Sukarelawan medis ini juga terdiri dari perawat, radiografer, dan petugas analisis laboratorium. ”Rata-rata motivasi mereka bukan fasilitas. Malah, ketika diberi tahu dapat sekian rupiah, mereka kaget karena tak mengharapkan honor,” kata Putro.
Garda terdepan seharusnya bukanlah pekerja medis, melainkan masyarakat. Mereka diminta tetap di rumah dan memakai masker agar tak terpapar. ”Dengan demikian, kami tak menjadi tameng utama. Ketika sistem diaplikasikan, tentu beban tenaga medis berkurang,” ucapnya.
Sukarelawan medis dilengkapi konseling kejiwaan sejak kedatangan hingga selesai bertugas. ”Harus dipikir psikisnya. Banyak (sukarelawan medis) yang pulang ditolak, terutama di daerah. Diharapkan ada sosialisasi dari pemerintah,” kata Putro.
Merawat mental
Di dalam pergulatan merawat pasien, tenaga medis tak melulu bermuram hati. Mereka juga berusaha mempertahankan kesehatan mental dengan bersenda gurau, bernyanyi, memasak, dan tentu berolahraga.
Alexander Randy, dokter spesialis penyakit dalam di RS Khusus Daerah Duren Sawit, yang turut menangani Covid-19, misalnya. Ia mengusir jenuh dengan membaca buku, mengikuti kelas daring, dan bermain gim video.

**YANG DIKERJAKAN**
Kutip tanpa mengubah apa pun bagian teks tentang tenaga medis di atas, yang dibuka dengan kata-kata yang memuat "Garda terdepan seharusnya" dan ditutup dengan "dan tentu berolahraga.".

**KUTIPAN ENTRI**

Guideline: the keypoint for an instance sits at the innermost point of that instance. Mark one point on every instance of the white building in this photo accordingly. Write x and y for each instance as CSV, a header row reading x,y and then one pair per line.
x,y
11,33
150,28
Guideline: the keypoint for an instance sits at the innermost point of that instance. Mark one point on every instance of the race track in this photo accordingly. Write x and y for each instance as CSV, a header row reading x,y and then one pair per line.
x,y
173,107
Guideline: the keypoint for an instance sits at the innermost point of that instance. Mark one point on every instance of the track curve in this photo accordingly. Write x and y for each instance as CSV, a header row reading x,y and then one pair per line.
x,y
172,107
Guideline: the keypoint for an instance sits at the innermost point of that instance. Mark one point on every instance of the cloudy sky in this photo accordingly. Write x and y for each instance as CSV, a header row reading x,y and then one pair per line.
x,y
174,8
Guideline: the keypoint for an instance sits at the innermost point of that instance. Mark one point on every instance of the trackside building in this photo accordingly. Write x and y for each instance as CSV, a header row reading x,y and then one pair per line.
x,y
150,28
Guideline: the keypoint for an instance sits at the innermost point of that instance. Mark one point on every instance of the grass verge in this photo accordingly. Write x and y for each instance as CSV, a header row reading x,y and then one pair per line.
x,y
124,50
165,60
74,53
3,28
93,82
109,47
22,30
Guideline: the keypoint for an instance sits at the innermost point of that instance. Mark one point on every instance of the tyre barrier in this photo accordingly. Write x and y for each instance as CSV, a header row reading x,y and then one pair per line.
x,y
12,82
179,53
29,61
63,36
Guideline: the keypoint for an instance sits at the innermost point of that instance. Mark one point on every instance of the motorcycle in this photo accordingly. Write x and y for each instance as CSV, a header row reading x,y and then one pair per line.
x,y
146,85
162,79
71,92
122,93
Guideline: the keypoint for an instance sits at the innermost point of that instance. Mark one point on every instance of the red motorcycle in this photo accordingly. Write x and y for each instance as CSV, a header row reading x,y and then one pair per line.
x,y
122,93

**HASIL**
Garda terdepan seharusnya bukanlah pekerja medis, melainkan masyarakat. Mereka diminta tetap di rumah dan memakai masker agar tak terpapar. ”Dengan demikian, kami tak menjadi tameng utama. Ketika sistem diaplikasikan, tentu beban tenaga medis berkurang,” ucapnya.
Sukarelawan medis dilengkapi konseling kejiwaan sejak kedatangan hingga selesai bertugas. ”Harus dipikir psikisnya. Banyak (sukarelawan medis) yang pulang ditolak, terutama di daerah. Diharapkan ada sosialisasi dari pemerintah,” kata Putro.
Merawat mental
Di dalam pergulatan merawat pasien, tenaga medis tak melulu bermuram hati. Mereka juga berusaha mempertahankan kesehatan mental dengan bersenda gurau, bernyanyi, memasak, dan tentu berolahraga.